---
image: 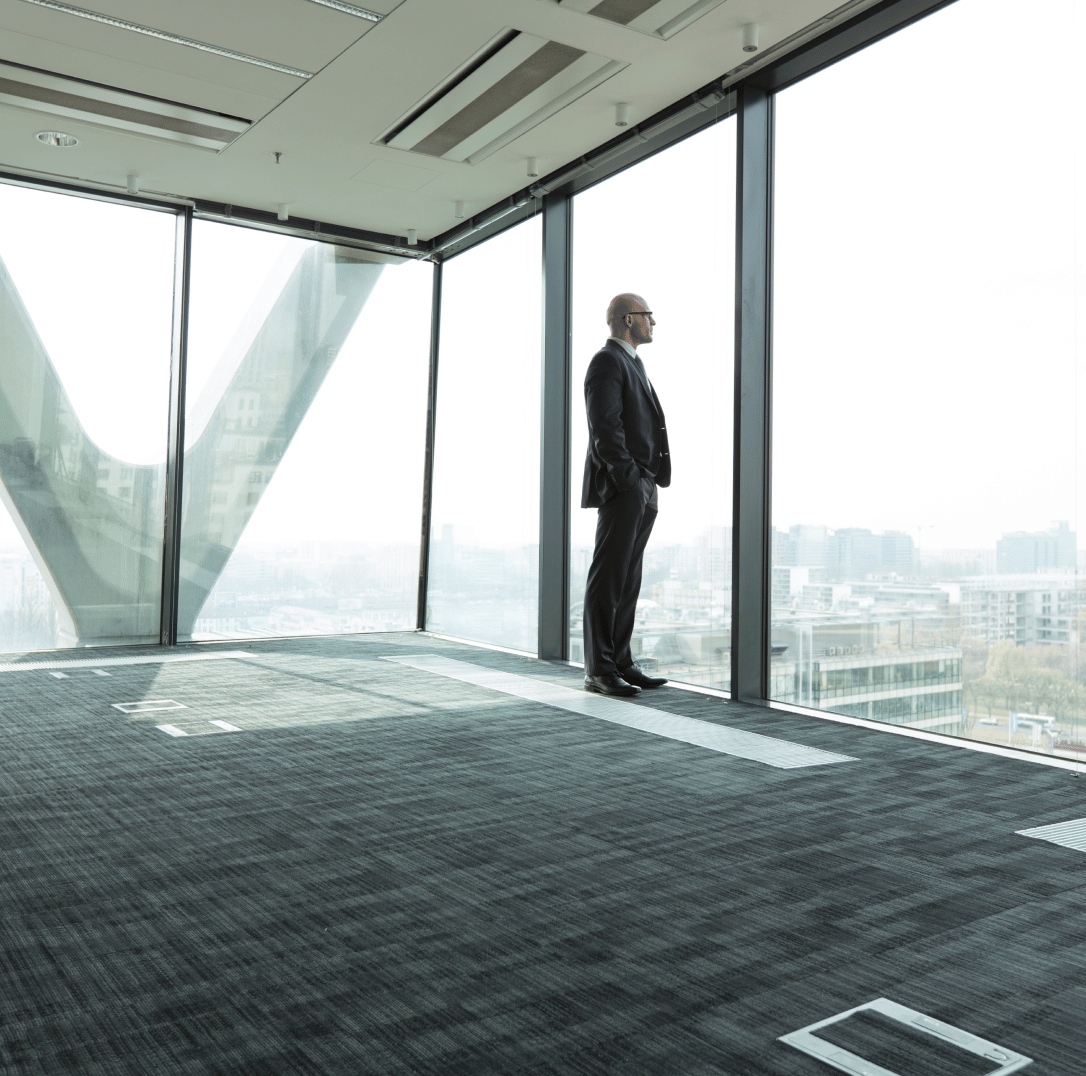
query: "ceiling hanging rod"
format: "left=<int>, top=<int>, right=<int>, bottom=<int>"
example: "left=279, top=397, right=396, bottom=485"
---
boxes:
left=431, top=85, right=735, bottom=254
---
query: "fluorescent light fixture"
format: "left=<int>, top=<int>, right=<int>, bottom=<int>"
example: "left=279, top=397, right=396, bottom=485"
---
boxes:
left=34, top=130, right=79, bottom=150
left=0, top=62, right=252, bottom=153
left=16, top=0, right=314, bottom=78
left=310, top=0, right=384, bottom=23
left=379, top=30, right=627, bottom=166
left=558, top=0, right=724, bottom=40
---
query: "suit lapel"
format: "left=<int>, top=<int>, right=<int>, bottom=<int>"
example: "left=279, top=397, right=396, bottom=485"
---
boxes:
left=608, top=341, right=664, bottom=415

--

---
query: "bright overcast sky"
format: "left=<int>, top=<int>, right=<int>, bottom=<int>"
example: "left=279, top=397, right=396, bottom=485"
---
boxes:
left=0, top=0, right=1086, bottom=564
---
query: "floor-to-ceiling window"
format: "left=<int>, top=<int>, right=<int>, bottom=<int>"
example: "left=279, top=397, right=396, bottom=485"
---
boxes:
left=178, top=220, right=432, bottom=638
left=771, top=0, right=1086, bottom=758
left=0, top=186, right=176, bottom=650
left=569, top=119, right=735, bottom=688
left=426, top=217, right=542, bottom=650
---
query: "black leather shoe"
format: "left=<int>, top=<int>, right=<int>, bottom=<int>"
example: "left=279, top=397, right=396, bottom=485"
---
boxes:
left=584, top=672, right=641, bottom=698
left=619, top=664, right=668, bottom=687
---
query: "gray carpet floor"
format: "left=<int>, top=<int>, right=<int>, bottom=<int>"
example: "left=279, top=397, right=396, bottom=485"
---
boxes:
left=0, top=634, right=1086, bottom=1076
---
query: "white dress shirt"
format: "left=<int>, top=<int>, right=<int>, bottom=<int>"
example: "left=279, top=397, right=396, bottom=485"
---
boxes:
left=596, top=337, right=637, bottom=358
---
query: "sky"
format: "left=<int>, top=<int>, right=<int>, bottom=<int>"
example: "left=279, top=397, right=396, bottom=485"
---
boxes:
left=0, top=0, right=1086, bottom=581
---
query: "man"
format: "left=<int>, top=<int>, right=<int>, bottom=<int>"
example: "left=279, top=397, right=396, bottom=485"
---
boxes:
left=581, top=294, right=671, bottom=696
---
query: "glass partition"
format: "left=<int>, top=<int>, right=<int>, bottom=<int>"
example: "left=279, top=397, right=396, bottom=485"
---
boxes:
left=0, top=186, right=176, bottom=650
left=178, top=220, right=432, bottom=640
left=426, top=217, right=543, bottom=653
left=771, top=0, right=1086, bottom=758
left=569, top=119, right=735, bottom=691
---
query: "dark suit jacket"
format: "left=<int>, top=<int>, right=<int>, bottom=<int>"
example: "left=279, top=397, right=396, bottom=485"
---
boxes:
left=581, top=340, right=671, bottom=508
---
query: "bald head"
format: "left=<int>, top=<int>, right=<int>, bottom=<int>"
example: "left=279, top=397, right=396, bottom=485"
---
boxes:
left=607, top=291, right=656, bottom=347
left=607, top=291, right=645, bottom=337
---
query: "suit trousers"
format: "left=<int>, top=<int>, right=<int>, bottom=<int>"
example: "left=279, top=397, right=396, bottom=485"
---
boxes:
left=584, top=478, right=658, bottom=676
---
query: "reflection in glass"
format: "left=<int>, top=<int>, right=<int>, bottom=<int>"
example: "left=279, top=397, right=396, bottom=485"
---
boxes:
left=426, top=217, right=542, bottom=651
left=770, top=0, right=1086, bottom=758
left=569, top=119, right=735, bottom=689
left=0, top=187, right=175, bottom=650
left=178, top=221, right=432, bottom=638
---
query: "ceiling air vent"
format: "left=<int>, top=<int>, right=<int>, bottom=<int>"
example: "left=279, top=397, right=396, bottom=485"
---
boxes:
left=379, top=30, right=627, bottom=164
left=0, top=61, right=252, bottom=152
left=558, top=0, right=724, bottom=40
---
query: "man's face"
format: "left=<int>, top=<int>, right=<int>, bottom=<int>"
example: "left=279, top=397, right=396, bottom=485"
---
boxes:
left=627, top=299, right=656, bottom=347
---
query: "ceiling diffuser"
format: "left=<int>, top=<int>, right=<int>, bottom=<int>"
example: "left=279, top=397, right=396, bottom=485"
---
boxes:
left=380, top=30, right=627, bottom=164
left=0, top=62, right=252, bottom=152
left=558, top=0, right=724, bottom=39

_DIRECTIVE_.
Return every line of the data above that contains the word "suit". Matching is case-sensitive.

_FINISHED ANSWER_.
query: "suit lapel"
query: "dark suit jacket"
query: "suit trousers"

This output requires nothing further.